▶ _WORK TO COMPLETE_: Swap "deepest inside" for "most central within" throughout the rows below, keeping every other word and line the same.

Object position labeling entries
:::::

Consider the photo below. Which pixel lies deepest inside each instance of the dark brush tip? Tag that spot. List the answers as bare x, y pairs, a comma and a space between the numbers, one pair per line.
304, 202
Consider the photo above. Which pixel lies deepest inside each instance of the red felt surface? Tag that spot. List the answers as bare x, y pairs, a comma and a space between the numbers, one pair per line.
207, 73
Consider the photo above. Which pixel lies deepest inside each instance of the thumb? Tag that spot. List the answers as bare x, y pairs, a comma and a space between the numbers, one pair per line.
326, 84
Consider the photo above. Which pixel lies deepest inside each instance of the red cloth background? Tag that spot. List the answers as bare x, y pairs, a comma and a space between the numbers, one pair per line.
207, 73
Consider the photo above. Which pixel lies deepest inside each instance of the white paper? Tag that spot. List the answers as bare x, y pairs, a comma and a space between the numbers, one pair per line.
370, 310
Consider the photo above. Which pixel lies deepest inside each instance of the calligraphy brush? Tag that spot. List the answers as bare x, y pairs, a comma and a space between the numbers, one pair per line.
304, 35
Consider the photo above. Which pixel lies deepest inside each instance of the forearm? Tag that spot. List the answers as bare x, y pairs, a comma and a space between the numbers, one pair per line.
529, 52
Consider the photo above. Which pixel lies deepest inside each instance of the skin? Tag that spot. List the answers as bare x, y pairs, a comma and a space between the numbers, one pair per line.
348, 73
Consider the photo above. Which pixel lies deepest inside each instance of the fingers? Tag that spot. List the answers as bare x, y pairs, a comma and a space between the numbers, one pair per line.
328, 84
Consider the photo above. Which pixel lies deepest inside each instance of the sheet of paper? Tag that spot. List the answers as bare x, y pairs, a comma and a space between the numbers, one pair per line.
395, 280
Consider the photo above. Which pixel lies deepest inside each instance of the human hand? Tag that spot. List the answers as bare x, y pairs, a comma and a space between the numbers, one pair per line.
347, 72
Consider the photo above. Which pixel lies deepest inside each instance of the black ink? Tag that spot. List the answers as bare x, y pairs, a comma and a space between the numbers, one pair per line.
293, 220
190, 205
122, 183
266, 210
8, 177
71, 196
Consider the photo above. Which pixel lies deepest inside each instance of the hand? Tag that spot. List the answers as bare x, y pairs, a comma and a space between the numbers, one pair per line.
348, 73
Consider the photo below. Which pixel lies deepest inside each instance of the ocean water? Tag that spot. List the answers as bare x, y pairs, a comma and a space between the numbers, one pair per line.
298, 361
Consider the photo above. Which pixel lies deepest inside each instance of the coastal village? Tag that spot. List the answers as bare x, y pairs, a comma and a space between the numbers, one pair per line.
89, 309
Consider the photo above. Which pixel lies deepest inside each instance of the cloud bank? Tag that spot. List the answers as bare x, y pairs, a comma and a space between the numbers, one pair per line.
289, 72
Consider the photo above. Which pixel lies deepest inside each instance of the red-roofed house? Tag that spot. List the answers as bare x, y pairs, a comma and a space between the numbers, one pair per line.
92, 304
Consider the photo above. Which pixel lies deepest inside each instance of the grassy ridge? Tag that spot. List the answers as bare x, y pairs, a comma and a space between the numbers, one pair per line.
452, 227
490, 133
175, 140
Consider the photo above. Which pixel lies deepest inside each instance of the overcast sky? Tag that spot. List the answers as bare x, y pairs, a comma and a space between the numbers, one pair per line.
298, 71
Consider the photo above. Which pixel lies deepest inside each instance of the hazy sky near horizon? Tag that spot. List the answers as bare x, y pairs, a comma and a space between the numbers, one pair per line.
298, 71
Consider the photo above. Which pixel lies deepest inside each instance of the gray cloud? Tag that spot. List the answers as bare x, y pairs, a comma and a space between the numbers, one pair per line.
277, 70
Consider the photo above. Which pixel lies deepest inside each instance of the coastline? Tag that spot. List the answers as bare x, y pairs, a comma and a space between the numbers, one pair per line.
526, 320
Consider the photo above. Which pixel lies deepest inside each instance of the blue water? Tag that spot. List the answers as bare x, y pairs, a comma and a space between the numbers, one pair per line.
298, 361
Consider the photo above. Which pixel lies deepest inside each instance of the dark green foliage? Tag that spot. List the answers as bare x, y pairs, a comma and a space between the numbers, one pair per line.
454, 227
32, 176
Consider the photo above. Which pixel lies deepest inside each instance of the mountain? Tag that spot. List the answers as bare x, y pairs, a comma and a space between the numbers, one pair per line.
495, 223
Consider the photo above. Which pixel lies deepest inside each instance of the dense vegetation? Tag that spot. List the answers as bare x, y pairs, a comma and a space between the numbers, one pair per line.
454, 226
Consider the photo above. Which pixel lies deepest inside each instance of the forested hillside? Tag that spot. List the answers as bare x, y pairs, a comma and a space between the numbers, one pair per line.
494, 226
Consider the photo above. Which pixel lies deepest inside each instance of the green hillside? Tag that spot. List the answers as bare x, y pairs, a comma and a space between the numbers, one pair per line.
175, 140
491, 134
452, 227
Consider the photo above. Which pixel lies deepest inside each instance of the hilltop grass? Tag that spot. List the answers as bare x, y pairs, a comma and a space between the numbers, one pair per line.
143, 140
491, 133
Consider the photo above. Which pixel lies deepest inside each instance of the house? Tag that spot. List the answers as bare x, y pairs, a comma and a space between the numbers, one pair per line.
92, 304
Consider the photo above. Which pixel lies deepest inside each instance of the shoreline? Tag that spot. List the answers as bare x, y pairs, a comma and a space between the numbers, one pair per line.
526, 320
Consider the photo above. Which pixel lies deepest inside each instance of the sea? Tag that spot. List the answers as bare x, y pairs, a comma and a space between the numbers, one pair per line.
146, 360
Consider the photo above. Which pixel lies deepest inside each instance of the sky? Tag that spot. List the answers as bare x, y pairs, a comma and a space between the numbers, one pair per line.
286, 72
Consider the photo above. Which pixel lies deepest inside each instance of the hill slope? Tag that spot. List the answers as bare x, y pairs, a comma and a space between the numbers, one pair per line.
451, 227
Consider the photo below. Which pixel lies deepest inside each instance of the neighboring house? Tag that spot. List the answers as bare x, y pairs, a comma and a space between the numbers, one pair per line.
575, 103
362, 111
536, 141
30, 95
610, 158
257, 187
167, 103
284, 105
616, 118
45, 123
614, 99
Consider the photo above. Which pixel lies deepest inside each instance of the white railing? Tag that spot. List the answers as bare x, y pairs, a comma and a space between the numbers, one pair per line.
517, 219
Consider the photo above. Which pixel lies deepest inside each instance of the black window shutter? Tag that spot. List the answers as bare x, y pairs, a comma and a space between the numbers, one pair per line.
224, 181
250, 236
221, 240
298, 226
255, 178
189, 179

:::::

▶ _SOLUTION TO THE PROBLEM_:
Consider the photo below. Which pixel lies most central within each instance of the dark brush tip? Tag that spot. List the answers as bare x, y pairs, a comma and a space between the numbers, one pair per line.
304, 202
Consider the photo above. Which pixel lies most central within each instance of the red felt surface? Tag that spot. List the answers as bare x, y pairs, a comma and a space between the numbers, one pair per line.
207, 73
Consider the photo above. Which pixel lies most central within each instance of the thumb? Tag that spot. List the answers as bare x, y pairs, a comma and a space between the numbers, one pair per line.
326, 84
Consider the photo above. Which pixel lies most central within each instance of the red cloth background? Tag that spot. List the answers as bare x, y pairs, a comma and a space between the numbers, one pair per line.
207, 73
Consider the photo above. Which pixel lies most central within each instance of the white paper? Tag that spot. List the answers as bare x, y pairs, a comma and a space between the numbers, one pair per line.
370, 310
Consider the photo above. Which pixel lies most central within each instance of the calligraphy brush? Tag that spot. List the answers as bare x, y pairs, a comma and a space between the numbers, one pair per line.
304, 35
Consider the photo above. Which pixel lies most central within each instance of the forearm? Tag that spot. List the answers as bare x, y pairs, a comma and a space between the numbers, one pair per line.
529, 52
Consider the photo above. Which pixel lies most central within each instance of the skin? Tag that spot. List the answers as bare x, y pairs, a comma and a space between the numbers, one pair per line.
348, 73
Consider the photo above. Which pixel lies most central within each instance of the fingers? Tag that spot. List the answers as bare x, y pairs, a comma and a space between the numbers, one pair per line.
328, 84
Consider the photo above. Which pixel lies most central within each instance of the sheet of paper? Tag that spot. List the answers as bare x, y pairs, a comma and a space between the numbers, one pair per line.
395, 280
Consider the photo above. Which pixel lies most central within each instance of the human hand? Tag that spot. List the answers as bare x, y pairs, a comma and a space between the numbers, one pair per line.
347, 72
Consider the photo above. Which pixel lies most central within each instance of the black ink? Tag that spot. List the answers as bare x, y pairs, a comma and a space between the numbers, one pair per line.
293, 220
190, 205
122, 183
266, 210
8, 177
71, 196
Consider the photo above. Which pixel lies most central within each instance of the hand? Tag that spot. List the answers as bare x, y pairs, a comma and a space between the numbers, one pair per line.
348, 73
Consider the photo below. Which pixel lies most central within each instance of the ocean water? Tag that spot. List the answers as bare x, y pairs, a comma and a space between the numbers, one pair per line.
298, 361
Consider the photo above. Which pixel lies most central within each instance of the coastal village? Tag that spot. List the answers as bare x, y pairs, a comma and a space between the numbers, one pair per line.
89, 309
Consider the photo above. Which pixel lies most central within each instance of the cloud bank? Tag that spot. List the answers as bare x, y pairs, a comma and a space between the numbers, one pair per line.
289, 72
Consider the photo above. Which pixel lies most central within each instance of the red-roofed house? Tag that spot. List the answers as bare x, y pairs, a comma and a space between the numbers, one pair per line.
92, 304
Consider the photo above. Which pixel lies most central within each instance of the grassy ridge? Tag that spot. List the answers as bare x, y pairs, a comma and a space between the numbers, one pair per line.
452, 227
490, 133
175, 140
Consider the photo above. Which pixel lies most central within each instance of the overcast sky? Tag that spot. List the answers as bare x, y pairs, a comma and a space between the numbers, one pair per line.
298, 71
Consider the photo above. Which pixel lies most central within each instance of the hazy sky near horizon? Tag that spot. List the answers as bare x, y pairs, a comma and a space between the numbers, one pair per line.
298, 71
Consider the photo above. Which pixel lies most central within each instance of the gray cloud? Tag that spot. List the answers as bare x, y pairs, a comma and a space between the numbers, one pair per line.
277, 70
Consider the photo above. Which pixel lies most central within each instance of the coastline? Tag that spot. List the answers as bare x, y pairs, a comma and a space between the numbers, one pair per line.
526, 320
Consider the photo above. Which pixel lies most central within each instance of the blue water? Tag that spot. List the answers as bare x, y pairs, a comma and a space between the numbers, one pair per line.
298, 361
Consider the photo above. Which pixel lies most central within each instance of the dark green foliage? Tag that spot. List the answers as bare x, y pairs, a comma and a space between the numbers, one pair per line.
454, 227
32, 176
Consider the photo above. Which pixel lies most central within each instance of the mountain? Tag that spot. List the answers as bare x, y pairs, a comma and a space between the numbers, one pair per line.
495, 223
Consider the photo above. Which pixel lies most central within each instance of the dense vegetation? Tag that spot. List the answers as bare x, y pairs, a comma and a space between the numbers, one pair per line.
454, 226
Consider the photo above. Which pixel lies most central within each instance of the forested hillside? Tag that spot. List the answers as bare x, y pairs, a comma and a space between the numbers, one pair per line.
494, 226
Consider the photo above. Which pixel lies most central within each instance of the green hillside? Tag that spot. List the answers as bare x, y pairs, a comma and a space between the numbers, one pair per line.
175, 140
491, 134
452, 227
Consider the photo above. Which pixel lies most central within each instance of the hilltop grass? Tag that spot. List the answers as bare x, y pairs, a comma and a space between the numbers, one pair per line.
143, 140
491, 133
Consider the photo above. Which pixel lies most central within each instance of the house? Tag that spot. List the answers as bare x, y pairs, a comma and a space between the numbers, one pair per line.
92, 304
Consider the photo above. Which pixel lies most central within each instance of the shoreline? Tag that spot. List the answers as bare x, y pairs, a comma and a space between the numbers, one pair per line.
526, 320
Consider the photo above. Which pixel lies most central within each instance of the sea? Tag that spot. List the answers as bare x, y pairs, a comma and a space between the numbers, one pair per line.
146, 360
Consider the photo above. Which pixel lies most central within each instance of the sky? Tag that spot. List the answers as bare x, y pairs, a comma and a space between the numbers, one pair per line.
286, 72
Consider the photo above. Which pixel lies most central within each instance of the hill slope? Tag that spot. List the answers as bare x, y pairs, a comma and a space between the numbers, one pair per line.
451, 227
Consider the photo below. Which pixel lies most central within each instance of the neighboring house? Tag that spot. List the answers as bare x, y pairs, a comma and a space between the numbers, one pair per line.
575, 103
362, 111
536, 141
30, 95
610, 158
257, 187
167, 103
284, 105
616, 118
45, 123
614, 99
Consider the photo above. Which pixel lies most central within each instance of the white railing? Tag that spot. List the answers as bare x, y pairs, a comma and a space between the numbers, one pair per line.
517, 219
Consider the photo above. Which pixel lies most central within each instance of the black window shutter? Tag that spot. List the answers as bare x, y pairs, a comma and a space between the numbers, one pair per line.
224, 181
250, 236
221, 240
298, 226
255, 178
189, 179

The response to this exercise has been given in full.